• _ACTIVITY_
Make an exact copy of the listing below.

• _RECORD EXCERPTS_
▬▬▬
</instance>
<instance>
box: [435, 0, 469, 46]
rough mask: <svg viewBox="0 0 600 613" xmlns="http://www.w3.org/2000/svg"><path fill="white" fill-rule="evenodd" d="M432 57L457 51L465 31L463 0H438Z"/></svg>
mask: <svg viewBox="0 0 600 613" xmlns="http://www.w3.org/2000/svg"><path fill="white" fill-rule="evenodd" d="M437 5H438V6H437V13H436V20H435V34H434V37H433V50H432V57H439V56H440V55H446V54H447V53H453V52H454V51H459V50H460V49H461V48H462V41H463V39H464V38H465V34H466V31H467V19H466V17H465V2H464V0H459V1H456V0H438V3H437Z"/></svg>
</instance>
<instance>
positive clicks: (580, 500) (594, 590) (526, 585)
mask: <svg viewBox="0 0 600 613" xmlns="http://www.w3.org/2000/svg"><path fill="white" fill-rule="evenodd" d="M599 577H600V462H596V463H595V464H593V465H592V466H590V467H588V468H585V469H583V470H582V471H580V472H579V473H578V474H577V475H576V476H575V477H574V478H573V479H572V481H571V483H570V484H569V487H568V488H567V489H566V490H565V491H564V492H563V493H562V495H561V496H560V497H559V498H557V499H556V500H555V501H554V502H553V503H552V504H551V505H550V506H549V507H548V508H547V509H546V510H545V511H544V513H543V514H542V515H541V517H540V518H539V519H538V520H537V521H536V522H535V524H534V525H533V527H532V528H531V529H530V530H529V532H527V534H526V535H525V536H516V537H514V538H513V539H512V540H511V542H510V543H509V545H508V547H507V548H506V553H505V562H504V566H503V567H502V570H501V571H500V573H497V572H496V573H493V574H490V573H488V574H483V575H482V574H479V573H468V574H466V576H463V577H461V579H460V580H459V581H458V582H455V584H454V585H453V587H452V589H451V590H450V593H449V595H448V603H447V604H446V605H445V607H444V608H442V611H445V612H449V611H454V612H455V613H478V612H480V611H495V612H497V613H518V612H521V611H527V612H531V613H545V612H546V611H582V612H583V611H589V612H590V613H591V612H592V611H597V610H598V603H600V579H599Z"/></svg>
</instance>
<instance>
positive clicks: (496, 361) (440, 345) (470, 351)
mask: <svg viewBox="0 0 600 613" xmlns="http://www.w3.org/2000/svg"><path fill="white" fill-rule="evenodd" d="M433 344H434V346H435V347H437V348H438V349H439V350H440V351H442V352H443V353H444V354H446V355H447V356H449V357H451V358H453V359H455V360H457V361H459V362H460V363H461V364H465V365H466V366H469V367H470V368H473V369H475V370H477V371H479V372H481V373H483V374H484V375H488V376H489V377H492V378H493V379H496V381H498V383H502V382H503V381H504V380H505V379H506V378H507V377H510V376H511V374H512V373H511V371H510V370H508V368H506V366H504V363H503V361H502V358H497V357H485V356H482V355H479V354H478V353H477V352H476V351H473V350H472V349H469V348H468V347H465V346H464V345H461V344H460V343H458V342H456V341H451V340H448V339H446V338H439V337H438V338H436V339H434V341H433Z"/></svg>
▬▬▬
• _YOUR SOLUTION_
</instance>
<instance>
box: [435, 0, 469, 46]
rough mask: <svg viewBox="0 0 600 613" xmlns="http://www.w3.org/2000/svg"><path fill="white" fill-rule="evenodd" d="M432 57L457 51L465 31L463 0H438Z"/></svg>
mask: <svg viewBox="0 0 600 613" xmlns="http://www.w3.org/2000/svg"><path fill="white" fill-rule="evenodd" d="M437 5H438V6H437V13H436V20H435V34H434V37H433V50H432V57H439V56H440V55H446V54H447V53H453V52H454V51H459V50H460V49H461V48H462V41H463V39H464V38H465V34H466V31H467V19H466V17H465V2H464V0H459V1H456V0H438V3H437Z"/></svg>
</instance>
<instance>
positive clicks: (580, 500) (594, 590) (526, 585)
mask: <svg viewBox="0 0 600 613" xmlns="http://www.w3.org/2000/svg"><path fill="white" fill-rule="evenodd" d="M599 577H600V462H596V463H595V464H593V465H592V466H590V467H588V468H585V469H583V470H582V471H580V472H579V473H578V474H577V475H576V476H575V477H574V478H573V479H572V481H571V483H570V484H569V487H568V488H567V489H566V490H565V491H564V492H563V493H562V495H561V496H560V497H559V498H557V499H556V500H555V501H554V502H553V503H552V504H551V505H550V506H549V507H548V508H547V509H546V510H545V511H544V513H543V514H542V515H541V517H540V518H539V519H538V520H537V521H536V522H535V524H534V525H533V527H532V528H531V529H530V530H529V532H527V534H526V535H525V536H516V537H514V538H513V539H512V540H511V542H510V543H509V545H508V547H507V548H506V553H505V562H504V566H503V567H502V570H501V571H500V573H497V572H496V573H493V574H490V573H488V574H483V575H482V574H479V573H468V574H466V576H463V577H461V579H460V580H459V581H458V582H455V584H454V585H453V587H452V589H451V590H450V593H449V595H448V603H447V604H446V605H445V607H444V608H442V611H445V612H449V611H454V612H455V613H478V612H480V611H495V612H497V613H518V612H521V611H527V612H531V613H545V612H546V611H582V612H583V611H589V612H590V613H591V612H592V611H597V610H598V603H600V579H599Z"/></svg>
</instance>
<instance>
positive clicks: (496, 361) (440, 345) (470, 351)
mask: <svg viewBox="0 0 600 613" xmlns="http://www.w3.org/2000/svg"><path fill="white" fill-rule="evenodd" d="M433 344H434V346H435V347H437V348H438V349H439V350H440V351H442V352H443V353H444V354H446V355H447V356H449V357H451V358H453V359H455V360H457V361H459V362H460V363H461V364H465V365H466V366H469V367H470V368H473V369H475V370H477V371H479V372H481V373H483V374H484V375H488V376H489V377H492V378H493V379H496V381H498V383H502V382H503V381H504V380H505V379H506V378H507V377H510V376H511V374H512V373H511V371H510V370H508V368H506V366H504V363H503V361H502V358H497V357H485V356H482V355H479V354H478V353H477V352H476V351H473V350H472V349H469V348H468V347H465V346H464V345H461V344H460V343H458V342H456V341H451V340H448V339H446V338H439V337H438V338H436V339H434V341H433Z"/></svg>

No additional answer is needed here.